• **PROBLEM**:
Transcribe every line of the records below word for word, leaving nothing out and changing nothing.

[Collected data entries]
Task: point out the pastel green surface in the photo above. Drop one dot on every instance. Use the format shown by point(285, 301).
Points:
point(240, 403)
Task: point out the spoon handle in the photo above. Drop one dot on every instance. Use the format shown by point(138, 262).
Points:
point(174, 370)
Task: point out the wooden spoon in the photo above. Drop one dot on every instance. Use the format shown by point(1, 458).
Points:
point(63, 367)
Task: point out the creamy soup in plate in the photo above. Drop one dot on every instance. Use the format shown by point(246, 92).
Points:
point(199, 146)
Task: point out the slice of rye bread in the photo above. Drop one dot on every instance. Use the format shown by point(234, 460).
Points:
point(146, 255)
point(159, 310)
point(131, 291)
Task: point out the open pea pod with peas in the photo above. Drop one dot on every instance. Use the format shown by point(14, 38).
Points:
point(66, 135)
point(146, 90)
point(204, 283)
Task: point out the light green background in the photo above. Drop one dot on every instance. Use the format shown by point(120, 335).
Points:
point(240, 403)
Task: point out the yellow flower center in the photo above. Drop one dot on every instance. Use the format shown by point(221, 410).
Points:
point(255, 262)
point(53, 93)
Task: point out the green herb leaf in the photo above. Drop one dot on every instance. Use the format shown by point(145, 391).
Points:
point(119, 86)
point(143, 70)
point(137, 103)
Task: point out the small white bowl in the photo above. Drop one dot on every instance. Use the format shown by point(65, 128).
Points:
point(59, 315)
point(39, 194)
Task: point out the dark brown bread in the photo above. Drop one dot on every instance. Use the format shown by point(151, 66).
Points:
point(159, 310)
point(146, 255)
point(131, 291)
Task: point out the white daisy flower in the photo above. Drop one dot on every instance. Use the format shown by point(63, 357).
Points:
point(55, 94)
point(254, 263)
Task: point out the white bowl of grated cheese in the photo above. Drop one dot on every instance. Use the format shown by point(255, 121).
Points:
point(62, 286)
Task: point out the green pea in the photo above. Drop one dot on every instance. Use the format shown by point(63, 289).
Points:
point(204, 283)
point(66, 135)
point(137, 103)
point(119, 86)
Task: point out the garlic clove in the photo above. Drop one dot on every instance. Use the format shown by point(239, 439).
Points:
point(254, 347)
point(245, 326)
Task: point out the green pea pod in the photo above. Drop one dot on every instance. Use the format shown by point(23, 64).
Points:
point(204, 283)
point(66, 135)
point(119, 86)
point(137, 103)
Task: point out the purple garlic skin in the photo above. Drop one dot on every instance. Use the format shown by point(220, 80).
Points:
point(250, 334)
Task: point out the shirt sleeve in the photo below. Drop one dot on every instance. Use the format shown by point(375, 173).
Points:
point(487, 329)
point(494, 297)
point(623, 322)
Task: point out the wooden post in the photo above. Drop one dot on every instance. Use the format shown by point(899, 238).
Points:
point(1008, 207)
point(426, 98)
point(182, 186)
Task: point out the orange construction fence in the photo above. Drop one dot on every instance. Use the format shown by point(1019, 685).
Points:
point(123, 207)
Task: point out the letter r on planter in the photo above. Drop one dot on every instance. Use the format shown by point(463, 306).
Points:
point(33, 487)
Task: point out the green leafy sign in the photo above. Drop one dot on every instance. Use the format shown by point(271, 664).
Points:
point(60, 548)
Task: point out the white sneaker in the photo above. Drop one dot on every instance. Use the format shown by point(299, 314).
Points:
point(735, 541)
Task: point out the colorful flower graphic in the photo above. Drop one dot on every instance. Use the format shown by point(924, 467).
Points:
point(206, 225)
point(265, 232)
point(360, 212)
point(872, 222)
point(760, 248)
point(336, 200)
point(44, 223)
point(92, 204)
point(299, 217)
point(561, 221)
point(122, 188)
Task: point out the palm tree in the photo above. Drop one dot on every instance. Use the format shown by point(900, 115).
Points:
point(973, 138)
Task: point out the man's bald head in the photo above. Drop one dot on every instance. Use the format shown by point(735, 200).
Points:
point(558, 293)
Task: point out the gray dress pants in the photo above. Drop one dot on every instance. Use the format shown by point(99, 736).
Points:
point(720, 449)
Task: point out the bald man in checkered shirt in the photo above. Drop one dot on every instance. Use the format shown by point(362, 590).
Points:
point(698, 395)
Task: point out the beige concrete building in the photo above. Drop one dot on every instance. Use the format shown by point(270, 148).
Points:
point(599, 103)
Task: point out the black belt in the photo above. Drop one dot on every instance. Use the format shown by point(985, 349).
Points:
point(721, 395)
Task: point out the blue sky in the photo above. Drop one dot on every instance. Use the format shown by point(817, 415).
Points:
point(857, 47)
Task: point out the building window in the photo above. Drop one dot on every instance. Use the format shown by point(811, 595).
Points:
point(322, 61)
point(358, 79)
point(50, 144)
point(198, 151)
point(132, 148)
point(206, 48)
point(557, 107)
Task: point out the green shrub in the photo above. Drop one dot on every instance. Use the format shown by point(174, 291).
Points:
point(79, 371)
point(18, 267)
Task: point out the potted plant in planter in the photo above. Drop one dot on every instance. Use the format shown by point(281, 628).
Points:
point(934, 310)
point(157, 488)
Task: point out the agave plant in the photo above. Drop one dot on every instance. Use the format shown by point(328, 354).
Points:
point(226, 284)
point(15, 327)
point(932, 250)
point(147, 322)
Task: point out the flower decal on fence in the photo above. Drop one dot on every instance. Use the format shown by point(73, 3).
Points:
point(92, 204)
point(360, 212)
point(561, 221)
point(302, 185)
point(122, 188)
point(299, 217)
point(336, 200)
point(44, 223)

• **CORRECT ANSWER**:
Task: point out the pastel green surface in the photo above. Drop one dot on every instance. Use the format shown by point(285, 301).
Points:
point(240, 403)
Task: point out the spoon handle in the photo above. Drop one dot on every instance. Use the format shown by point(138, 262).
Points:
point(174, 370)
Task: point out the wooden spoon in the photo above. Drop one dot on every instance. Use the format shown by point(1, 458).
Points:
point(63, 367)
Task: point out the creamy soup in plate in the photo above. Drop one dot on every instance. Use the format shown by point(246, 92).
Points:
point(199, 146)
Task: point out the slice of rye bread in the photo above. Drop one dot on every instance. Use the format shown by point(234, 460).
Points:
point(146, 255)
point(159, 310)
point(131, 291)
Task: point out the open pea pod with peas in the photo above. Drop one dot on every instance. Use the format shown by point(14, 38).
Points:
point(66, 135)
point(146, 90)
point(204, 283)
Task: point out the light green background in the photo above. Drop one dot on every instance. Use the format shown by point(120, 335).
Points:
point(240, 403)
Task: point out the yellow flower center in the photo above. Drop one dot on every instance. Use the format shown by point(221, 410).
Points:
point(255, 262)
point(53, 93)
Task: point out the green herb leaf in the photo above. Drop one dot on every instance. Use the format shown by point(145, 391).
Points:
point(119, 86)
point(143, 70)
point(137, 103)
Task: point out the small white bowl in the photo above. Drop one dot on every instance. Use the format shown by point(65, 128).
Points:
point(59, 315)
point(39, 194)
Task: point out the dark brown bread in the photo above. Drop one dot on every instance. Use the format shown by point(151, 66).
Points:
point(159, 310)
point(146, 255)
point(131, 291)
Task: point out the white daisy flower in the photo above. Drop one dot on every instance. Use the format shown by point(63, 357).
Points:
point(55, 94)
point(254, 263)
Task: point out the white bowl of grated cheese in the photo above. Drop one dot on every instance. Use the format shown by point(255, 121).
Points:
point(62, 286)
Task: point out the green pea in the photo above. Drop one dot on every instance. Use the format shown by point(63, 289).
Points:
point(204, 283)
point(66, 135)
point(137, 103)
point(119, 86)
Task: point out the garlic clove in the photo above. Drop one dot on every instance. Use the format shown by point(239, 439).
Points:
point(254, 347)
point(245, 326)
Task: point out the green pea pod in the photo above. Drop one dot on every instance. Use the format shown by point(23, 64).
Points:
point(204, 283)
point(66, 135)
point(119, 86)
point(137, 103)
Task: point out the purple garlic skin in the photo above. Drop one dot on every instance. Use the format shown by point(220, 80).
Points:
point(250, 334)
Task: point out the shirt sleeve in the photo below. Drop one dot on every instance. Use the format shown by point(375, 173).
Points:
point(487, 329)
point(494, 297)
point(623, 322)
Task: point out the wooden post in the photo above. Drop one dot on every instance. Use the format shown by point(899, 238).
Points:
point(1008, 207)
point(426, 98)
point(182, 186)
Task: point out the orange construction fence in the photo above. Drop one dot on every instance. Use the format shown by point(1019, 685).
Points:
point(123, 207)
Task: point out the letter r on planter in the photo above. Drop one dot on every instance. Use the format shown by point(463, 306).
Points:
point(33, 487)
Task: point out the green leafy sign in the photo above. Drop one dot on every instance. Use the format shown by point(271, 664).
Points:
point(60, 548)
Task: point out the white sneaker in the photo above. Drop one dot on every instance. Use the format shown by point(299, 314).
Points:
point(735, 541)
Task: point out the colorful flower graphic in the photo above. Drop one dot on every instance. Use the format shown by point(924, 467).
Points:
point(206, 225)
point(265, 232)
point(360, 212)
point(872, 222)
point(760, 248)
point(336, 200)
point(44, 223)
point(92, 204)
point(299, 217)
point(561, 221)
point(122, 188)
Task: point out the palm tree in the photo above. Drop one dot on every instance. Use the format shown by point(900, 115).
Points:
point(973, 138)
Task: point out the man's bald head in the photo above. Drop one dot on every instance. Use the format shown by point(735, 200).
Points:
point(558, 293)
Task: point out the gray dress pants in the photo above. Drop one dot on every instance. Use the format shown by point(99, 736).
Points:
point(720, 449)
Task: point out the bald man in checkered shirt in the photo above. Drop one dot on every instance. Use the format shown by point(362, 590).
Points:
point(698, 395)
Task: point out the beige concrete building in the photo above. Drop one dot on every instance. Use the format shown by point(270, 148).
Points:
point(599, 103)
Task: point out the black belt in the photo above. Drop one dot on every instance. Use the format shown by point(985, 349).
Points:
point(721, 395)
Task: point out the blue sky in the photo above. Drop one dot on every instance. Use the format shown by point(817, 415).
Points:
point(857, 47)
Task: point out the building window in the photo above. Drop one dot on every instance. Use the format shown by point(811, 595).
Points:
point(322, 61)
point(358, 79)
point(50, 144)
point(198, 151)
point(132, 148)
point(206, 48)
point(557, 107)
Task: point out the green shrub in the photo above. Drop one dot on every instance. Use the format shown by point(174, 291).
Points:
point(79, 371)
point(18, 267)
Task: point out the potted plant in planter in the photo above. Drop one dot on every instance. Use the format shown by point(281, 628).
Points:
point(934, 310)
point(157, 488)
Task: point out the agave plant in the photo above. Drop one dot on every instance. Use the format shown by point(328, 354).
Points:
point(226, 284)
point(15, 327)
point(932, 250)
point(147, 322)
Task: point out the flower decal on fence in the photo above. Drop one dot on every instance. Use the format shown by point(73, 3).
Points:
point(92, 204)
point(360, 212)
point(561, 221)
point(302, 185)
point(122, 188)
point(299, 217)
point(336, 200)
point(44, 223)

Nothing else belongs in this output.